▶ _PAGE EXCERPT_
━━━━━━━━
Meet Infuzu: A Conversation with Founder Yidi Sprei

Meet Infuzu: A Conversation with Founder Yidi Sprei

Infuzu’s founder, Yidi Sprei, has been working with AI for a long time. Our product is born of his mind and experience in the field.

As our story spreads further and the Infuzu community grows, we thought you might want to know more about the man behind the curtain. Fresh out of college with a voracious work ethic, Yidi is plugging away daily at Infuzu’s product, but say with us to discuss his vision of AI.

What were the early phases of Infuzu like?

I started Infuzu in June of 2023. I had done a lot of freelance work, building custom software for large businesses. Quite a few asked for custom chatbots, so Infuzu was originally built as a no-code AI dev platform. That’s not what it’s become, but that’s where it started.

Everyone was kind of looking for the same base product, so Infuzu made intuitive sense: there was no reason to have the multitude of subscriptions that companies were buying into.
━━━━━━━━
▶ _STUDY MATERIAL_
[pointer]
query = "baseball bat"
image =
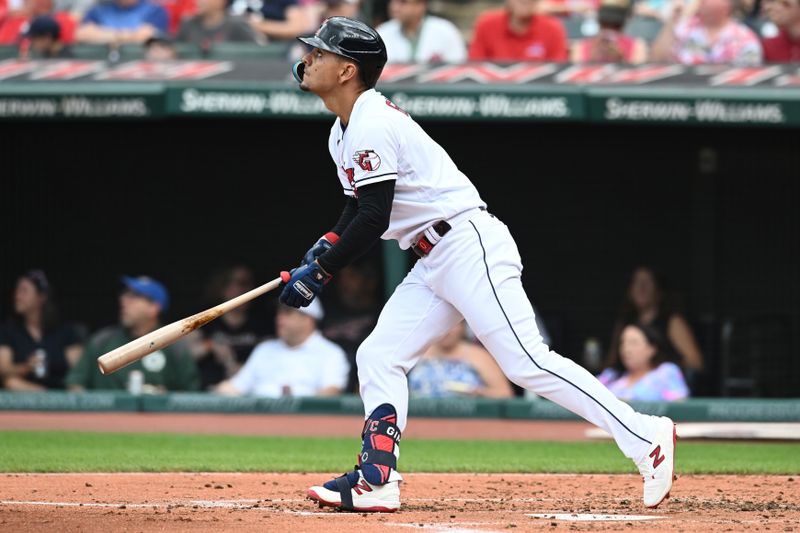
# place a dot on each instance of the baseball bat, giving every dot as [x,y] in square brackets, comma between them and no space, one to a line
[164,336]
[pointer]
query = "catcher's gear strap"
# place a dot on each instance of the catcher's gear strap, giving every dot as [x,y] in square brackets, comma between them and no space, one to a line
[381,427]
[377,457]
[384,436]
[345,492]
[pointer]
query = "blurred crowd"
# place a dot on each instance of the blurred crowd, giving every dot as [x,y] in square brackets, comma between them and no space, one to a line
[652,353]
[736,32]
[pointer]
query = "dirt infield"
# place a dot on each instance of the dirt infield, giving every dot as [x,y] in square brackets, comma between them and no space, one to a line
[432,502]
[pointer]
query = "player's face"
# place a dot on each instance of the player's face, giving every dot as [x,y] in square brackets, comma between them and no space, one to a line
[26,297]
[643,289]
[635,351]
[322,71]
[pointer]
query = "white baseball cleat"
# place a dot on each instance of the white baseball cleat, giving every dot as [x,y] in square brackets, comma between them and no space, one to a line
[658,466]
[361,497]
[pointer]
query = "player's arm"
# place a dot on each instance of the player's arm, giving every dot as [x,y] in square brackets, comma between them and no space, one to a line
[374,208]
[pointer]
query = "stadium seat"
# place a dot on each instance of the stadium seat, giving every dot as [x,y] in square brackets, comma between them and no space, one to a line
[8,51]
[234,51]
[645,27]
[89,51]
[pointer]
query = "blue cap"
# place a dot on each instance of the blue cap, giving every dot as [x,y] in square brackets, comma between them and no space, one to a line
[149,288]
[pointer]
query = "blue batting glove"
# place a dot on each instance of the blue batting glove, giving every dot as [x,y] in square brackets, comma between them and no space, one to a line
[303,284]
[320,247]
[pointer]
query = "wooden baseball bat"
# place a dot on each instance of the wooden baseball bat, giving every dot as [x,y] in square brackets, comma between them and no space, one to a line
[164,336]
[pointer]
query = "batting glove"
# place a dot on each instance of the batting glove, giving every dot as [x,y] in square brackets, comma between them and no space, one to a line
[320,247]
[303,284]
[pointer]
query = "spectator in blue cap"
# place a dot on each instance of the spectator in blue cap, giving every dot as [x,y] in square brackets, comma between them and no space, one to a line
[142,302]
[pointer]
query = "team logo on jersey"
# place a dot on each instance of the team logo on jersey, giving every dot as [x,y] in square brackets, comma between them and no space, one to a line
[367,159]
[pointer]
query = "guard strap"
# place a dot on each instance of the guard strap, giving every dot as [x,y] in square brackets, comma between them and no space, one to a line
[345,492]
[382,427]
[377,457]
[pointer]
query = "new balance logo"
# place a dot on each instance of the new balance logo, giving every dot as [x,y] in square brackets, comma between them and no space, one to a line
[658,458]
[362,486]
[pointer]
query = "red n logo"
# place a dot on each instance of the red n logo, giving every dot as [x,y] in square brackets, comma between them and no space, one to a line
[362,486]
[658,458]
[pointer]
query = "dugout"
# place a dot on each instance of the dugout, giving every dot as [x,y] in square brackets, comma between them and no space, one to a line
[713,205]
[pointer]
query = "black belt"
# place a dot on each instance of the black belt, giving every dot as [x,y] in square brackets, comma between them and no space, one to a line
[423,246]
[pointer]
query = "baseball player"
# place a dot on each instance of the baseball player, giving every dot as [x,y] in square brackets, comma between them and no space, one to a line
[400,184]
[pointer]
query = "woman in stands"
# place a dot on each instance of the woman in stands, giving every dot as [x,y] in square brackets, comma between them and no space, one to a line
[457,366]
[642,371]
[36,350]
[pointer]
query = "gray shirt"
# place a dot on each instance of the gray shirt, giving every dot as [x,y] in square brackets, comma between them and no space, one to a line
[232,29]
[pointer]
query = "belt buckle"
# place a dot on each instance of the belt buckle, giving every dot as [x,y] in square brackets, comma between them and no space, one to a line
[422,247]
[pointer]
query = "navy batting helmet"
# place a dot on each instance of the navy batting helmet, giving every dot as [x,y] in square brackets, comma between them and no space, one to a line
[354,40]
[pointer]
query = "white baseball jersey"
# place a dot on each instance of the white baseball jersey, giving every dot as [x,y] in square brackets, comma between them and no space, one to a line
[381,142]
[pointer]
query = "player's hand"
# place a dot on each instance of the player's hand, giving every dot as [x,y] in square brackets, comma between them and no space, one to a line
[320,247]
[303,284]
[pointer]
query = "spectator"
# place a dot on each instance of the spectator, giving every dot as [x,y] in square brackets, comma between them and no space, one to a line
[709,35]
[214,24]
[518,32]
[177,12]
[611,45]
[646,302]
[283,20]
[641,370]
[36,349]
[122,21]
[15,24]
[300,362]
[44,39]
[412,35]
[353,313]
[785,46]
[566,8]
[142,302]
[456,366]
[222,346]
[160,47]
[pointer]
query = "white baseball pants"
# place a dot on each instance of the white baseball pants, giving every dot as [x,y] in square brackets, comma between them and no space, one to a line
[474,272]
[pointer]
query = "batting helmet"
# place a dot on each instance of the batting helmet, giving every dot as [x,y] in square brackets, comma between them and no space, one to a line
[354,40]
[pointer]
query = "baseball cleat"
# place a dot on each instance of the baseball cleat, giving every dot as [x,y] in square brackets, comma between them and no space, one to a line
[351,492]
[658,466]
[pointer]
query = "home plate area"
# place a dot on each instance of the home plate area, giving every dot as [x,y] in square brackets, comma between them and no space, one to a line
[431,502]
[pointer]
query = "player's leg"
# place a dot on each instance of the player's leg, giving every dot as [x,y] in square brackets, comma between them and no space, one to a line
[500,314]
[413,318]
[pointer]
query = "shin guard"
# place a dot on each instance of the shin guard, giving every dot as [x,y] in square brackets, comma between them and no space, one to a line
[380,445]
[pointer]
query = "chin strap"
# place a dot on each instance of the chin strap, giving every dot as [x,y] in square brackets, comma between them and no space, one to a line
[298,70]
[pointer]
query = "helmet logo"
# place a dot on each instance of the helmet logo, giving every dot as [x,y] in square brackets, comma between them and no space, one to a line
[367,159]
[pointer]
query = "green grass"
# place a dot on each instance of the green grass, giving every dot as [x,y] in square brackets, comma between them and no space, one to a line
[52,451]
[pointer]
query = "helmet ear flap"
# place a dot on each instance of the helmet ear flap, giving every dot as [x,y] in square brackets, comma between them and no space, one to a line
[298,70]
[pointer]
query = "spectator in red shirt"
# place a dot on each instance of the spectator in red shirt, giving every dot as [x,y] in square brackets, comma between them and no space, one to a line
[15,24]
[518,32]
[784,47]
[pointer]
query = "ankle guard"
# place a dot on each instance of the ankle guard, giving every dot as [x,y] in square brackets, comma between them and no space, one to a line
[380,445]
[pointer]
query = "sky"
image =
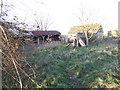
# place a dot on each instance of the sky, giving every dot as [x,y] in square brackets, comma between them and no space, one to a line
[65,13]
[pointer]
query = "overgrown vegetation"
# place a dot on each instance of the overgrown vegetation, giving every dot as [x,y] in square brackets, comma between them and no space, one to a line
[95,66]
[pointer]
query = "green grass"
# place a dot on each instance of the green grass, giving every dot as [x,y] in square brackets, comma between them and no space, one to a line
[68,67]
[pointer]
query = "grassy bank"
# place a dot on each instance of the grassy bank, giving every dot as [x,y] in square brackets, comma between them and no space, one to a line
[80,67]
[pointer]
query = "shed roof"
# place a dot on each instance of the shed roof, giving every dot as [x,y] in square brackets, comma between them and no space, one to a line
[79,29]
[44,33]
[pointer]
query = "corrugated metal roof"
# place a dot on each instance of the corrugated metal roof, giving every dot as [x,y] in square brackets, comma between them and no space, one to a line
[44,33]
[79,29]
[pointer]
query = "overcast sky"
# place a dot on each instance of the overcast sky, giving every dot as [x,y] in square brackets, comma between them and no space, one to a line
[65,13]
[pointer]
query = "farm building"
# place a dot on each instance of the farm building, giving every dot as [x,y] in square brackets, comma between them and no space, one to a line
[94,30]
[113,33]
[42,36]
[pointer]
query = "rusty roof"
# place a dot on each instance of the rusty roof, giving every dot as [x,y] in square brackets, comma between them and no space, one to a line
[44,33]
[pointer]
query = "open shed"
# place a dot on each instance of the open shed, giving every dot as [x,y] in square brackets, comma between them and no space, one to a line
[42,36]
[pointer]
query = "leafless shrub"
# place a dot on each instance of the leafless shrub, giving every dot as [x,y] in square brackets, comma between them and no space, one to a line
[15,70]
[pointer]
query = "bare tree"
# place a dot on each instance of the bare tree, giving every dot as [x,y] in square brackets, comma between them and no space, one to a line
[88,25]
[42,22]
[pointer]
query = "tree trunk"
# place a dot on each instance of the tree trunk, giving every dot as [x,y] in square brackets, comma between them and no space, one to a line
[87,41]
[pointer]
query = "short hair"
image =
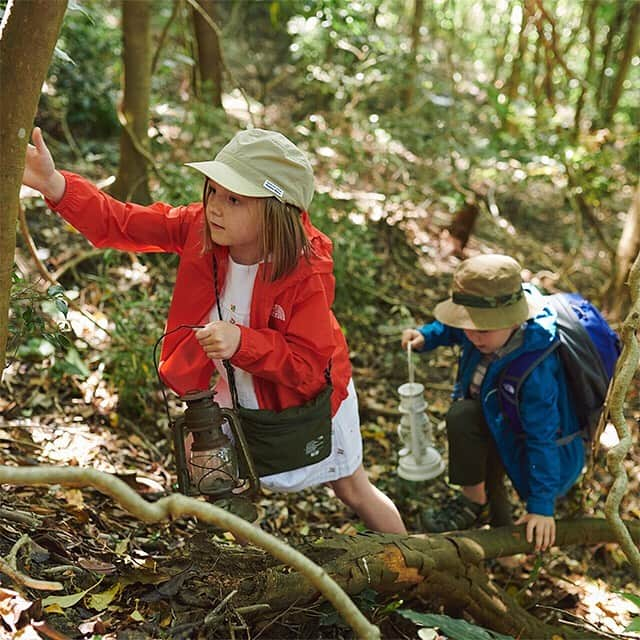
━━━━━━━━
Extract everything from "As our story" down to "of Infuzu like?" in the Infuzu founder interview above, word for word.

▶ _ANSWER SECTION_
As our story spreads further and the Infuzu community grows, we thought you might want to know more about the man behind the curtain. Fresh out of college with a voracious work ethic, Yidi is plugging away daily at Infuzu’s product, but say with us to discuss his vision of AI.

What were the early phases of Infuzu like?